--- Begin Data lines ---

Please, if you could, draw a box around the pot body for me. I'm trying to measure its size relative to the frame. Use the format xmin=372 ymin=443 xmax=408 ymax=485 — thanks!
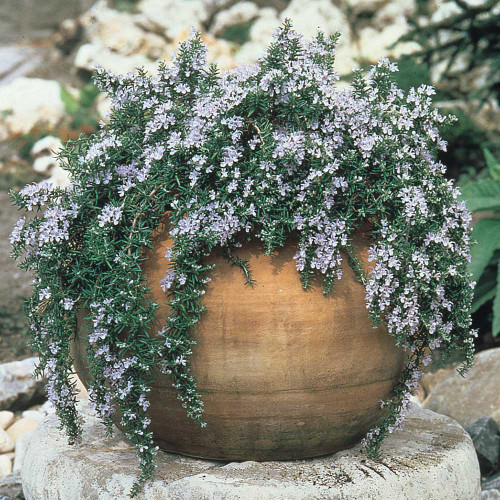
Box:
xmin=73 ymin=220 xmax=405 ymax=461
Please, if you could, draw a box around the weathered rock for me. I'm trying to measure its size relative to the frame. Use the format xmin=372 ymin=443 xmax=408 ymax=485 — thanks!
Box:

--- End Data lines ---

Convert all the records above into a JSON list of strings, one string per line, skipping blank lines and leaving out the pictures.

• Exercise response:
[
  "Please, if you could, draw a box around the pot body for me. I'm trying to measure its size relative to the frame. Use the format xmin=372 ymin=443 xmax=408 ymax=485 — thanks!",
  "Box:",
  "xmin=73 ymin=220 xmax=405 ymax=461",
  "Please, if you could, draw a box around the weathered rock for me. I'm trying to measure its size relative to the frame. Use the format xmin=372 ymin=443 xmax=408 ymax=485 — thanks!",
  "Box:"
]